Text:
>>>>

Errol Flynn (1909–1959)

The dashing Errol Flynn was one of Hollywood's darlings in the 1930s and 1940s. Hugely popular for his stunning looks and infectious charisma, he was one of Hollywood's highest paid stars of the time. While his roles in costume adventures thrilled audiences, his antics off screen created equal, if not as adoring, attention. By the late 1950s the actor's wild lifestyle and poor financial choices had left him in ruin.

Born in Tasmania in 1909, Flynn had trouble focusing on academics in school, much preferring athletics, and wound up being expelled from several prominent schools. At fifteen, he found work as a shipping clerk and thus began a litany of jobs including sailor, prospector, writer, and manager of a tobacco plantation. Acting was not on his agenda until 1933, when an Australian film producer who had seen Flynn's picture proposed casting him in the low-budget docudrama Wake of the Bounty. The following year he went to London to pursue his new passion. In 1935 he landed a contract with Warner Brothers and languished in bit parts until his big break came when Robert Donat walked out on the lead in Captain Blood. The role shot him to stardom and he went on to star in blockbusters such as The Adventures of Robin Hood, Charge of the Light Brigade, and Dodge City. He married actress Lili Damati and the couple had one son, Sean. (Sean Flynn also became an actor but then changed his career to journalism. A correspondent in the Vietnam War, Sean disappeared in Cambodia in 1970 and was presumed dead.)

<<<<

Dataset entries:
>>>>

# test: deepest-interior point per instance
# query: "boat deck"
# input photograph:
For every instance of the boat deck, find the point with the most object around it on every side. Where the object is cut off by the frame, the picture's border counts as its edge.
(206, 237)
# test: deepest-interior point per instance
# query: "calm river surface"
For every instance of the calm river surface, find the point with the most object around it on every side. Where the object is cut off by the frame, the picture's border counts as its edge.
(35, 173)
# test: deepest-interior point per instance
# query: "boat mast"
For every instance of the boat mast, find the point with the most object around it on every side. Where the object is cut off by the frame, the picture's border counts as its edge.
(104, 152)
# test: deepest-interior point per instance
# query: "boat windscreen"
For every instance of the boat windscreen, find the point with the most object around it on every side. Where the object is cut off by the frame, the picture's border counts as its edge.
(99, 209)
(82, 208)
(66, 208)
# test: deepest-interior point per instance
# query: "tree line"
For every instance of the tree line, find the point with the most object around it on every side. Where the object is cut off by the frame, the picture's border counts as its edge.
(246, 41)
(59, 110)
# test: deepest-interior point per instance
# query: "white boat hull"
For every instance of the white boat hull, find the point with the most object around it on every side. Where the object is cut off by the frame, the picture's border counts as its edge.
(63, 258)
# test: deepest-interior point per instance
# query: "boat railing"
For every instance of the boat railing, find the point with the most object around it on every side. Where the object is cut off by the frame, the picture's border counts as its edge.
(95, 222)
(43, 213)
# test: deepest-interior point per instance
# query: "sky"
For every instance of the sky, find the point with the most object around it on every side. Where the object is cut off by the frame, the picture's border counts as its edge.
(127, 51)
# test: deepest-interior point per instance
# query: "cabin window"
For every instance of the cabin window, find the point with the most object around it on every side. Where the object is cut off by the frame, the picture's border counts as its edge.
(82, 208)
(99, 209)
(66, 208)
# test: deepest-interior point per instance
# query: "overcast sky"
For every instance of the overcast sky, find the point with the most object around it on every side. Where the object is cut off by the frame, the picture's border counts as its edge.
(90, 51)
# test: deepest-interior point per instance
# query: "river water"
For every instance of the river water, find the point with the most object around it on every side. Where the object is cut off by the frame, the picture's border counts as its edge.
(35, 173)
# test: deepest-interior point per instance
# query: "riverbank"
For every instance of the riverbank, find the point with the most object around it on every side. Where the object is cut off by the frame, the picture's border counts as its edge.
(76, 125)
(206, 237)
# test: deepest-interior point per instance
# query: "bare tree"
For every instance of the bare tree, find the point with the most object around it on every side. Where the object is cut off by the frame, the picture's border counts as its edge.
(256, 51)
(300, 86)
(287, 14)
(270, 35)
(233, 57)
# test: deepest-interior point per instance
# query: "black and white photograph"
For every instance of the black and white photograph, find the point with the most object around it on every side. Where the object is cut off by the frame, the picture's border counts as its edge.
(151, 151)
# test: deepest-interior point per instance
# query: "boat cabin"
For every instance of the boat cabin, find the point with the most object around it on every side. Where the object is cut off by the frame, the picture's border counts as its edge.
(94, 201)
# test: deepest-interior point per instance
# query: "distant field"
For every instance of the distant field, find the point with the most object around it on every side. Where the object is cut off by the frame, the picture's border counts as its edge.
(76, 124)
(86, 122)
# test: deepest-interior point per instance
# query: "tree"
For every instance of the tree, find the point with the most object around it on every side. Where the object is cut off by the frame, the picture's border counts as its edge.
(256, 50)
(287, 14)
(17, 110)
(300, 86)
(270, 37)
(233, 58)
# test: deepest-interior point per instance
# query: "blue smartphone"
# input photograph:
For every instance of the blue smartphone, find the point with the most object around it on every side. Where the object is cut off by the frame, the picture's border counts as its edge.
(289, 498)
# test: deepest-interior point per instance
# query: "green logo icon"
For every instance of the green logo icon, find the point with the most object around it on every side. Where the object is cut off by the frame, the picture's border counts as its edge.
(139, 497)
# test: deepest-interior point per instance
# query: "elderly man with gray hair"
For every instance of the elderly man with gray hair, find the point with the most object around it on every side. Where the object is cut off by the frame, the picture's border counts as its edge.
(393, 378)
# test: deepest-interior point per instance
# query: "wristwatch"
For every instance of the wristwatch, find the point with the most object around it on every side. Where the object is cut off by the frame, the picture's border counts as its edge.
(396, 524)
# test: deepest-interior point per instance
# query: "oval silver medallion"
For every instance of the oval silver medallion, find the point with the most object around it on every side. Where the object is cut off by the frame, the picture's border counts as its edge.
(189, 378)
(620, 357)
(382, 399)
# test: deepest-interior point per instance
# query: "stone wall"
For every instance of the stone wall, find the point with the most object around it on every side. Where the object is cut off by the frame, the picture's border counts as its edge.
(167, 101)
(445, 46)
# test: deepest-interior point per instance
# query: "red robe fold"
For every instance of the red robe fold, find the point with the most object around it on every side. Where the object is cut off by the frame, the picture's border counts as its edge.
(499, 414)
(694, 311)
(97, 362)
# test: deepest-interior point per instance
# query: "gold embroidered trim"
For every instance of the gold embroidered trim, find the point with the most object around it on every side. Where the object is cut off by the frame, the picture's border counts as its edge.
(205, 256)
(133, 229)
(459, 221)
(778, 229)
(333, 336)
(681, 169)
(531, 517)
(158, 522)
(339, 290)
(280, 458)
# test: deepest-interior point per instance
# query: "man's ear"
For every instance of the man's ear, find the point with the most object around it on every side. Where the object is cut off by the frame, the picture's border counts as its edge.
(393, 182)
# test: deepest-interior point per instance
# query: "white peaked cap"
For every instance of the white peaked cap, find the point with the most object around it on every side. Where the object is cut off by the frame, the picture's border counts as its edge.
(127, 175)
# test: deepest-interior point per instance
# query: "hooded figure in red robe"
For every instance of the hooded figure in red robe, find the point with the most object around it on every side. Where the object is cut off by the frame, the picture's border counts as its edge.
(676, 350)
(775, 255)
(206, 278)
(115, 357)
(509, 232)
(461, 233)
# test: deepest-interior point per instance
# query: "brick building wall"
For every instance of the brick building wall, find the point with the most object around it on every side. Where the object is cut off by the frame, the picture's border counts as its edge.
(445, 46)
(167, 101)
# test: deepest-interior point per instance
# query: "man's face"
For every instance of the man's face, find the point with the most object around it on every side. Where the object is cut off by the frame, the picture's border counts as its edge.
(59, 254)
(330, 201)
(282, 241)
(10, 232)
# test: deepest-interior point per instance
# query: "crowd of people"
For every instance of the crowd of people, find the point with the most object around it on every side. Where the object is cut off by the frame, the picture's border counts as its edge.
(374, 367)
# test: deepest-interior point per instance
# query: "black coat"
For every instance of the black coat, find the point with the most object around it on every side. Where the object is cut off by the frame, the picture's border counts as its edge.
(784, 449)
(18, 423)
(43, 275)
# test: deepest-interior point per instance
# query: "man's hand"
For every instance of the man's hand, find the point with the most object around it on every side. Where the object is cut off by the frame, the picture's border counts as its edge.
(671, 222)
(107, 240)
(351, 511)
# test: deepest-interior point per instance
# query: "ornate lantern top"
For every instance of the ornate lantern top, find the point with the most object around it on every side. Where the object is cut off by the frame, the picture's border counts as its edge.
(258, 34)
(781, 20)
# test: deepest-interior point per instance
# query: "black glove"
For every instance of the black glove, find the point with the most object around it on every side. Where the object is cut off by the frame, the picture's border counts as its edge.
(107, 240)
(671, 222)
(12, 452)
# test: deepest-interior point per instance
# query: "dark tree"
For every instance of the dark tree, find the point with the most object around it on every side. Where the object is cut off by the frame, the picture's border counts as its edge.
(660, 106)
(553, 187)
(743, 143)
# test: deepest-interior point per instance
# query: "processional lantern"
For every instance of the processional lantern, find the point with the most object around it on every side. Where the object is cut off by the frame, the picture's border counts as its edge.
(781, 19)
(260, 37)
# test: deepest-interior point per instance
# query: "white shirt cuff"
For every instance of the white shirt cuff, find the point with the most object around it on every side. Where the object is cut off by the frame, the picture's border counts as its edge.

<<<<

Directions: List every film title mentioned in the text about Errol Flynn. The listing was taken from a separate source and is unrelated to the text about Errol Flynn.

Solution for this exercise:
Wake of the Bounty
Captain Blood
The Adventures of Robin Hood
Charge of the Light Brigade
Dodge City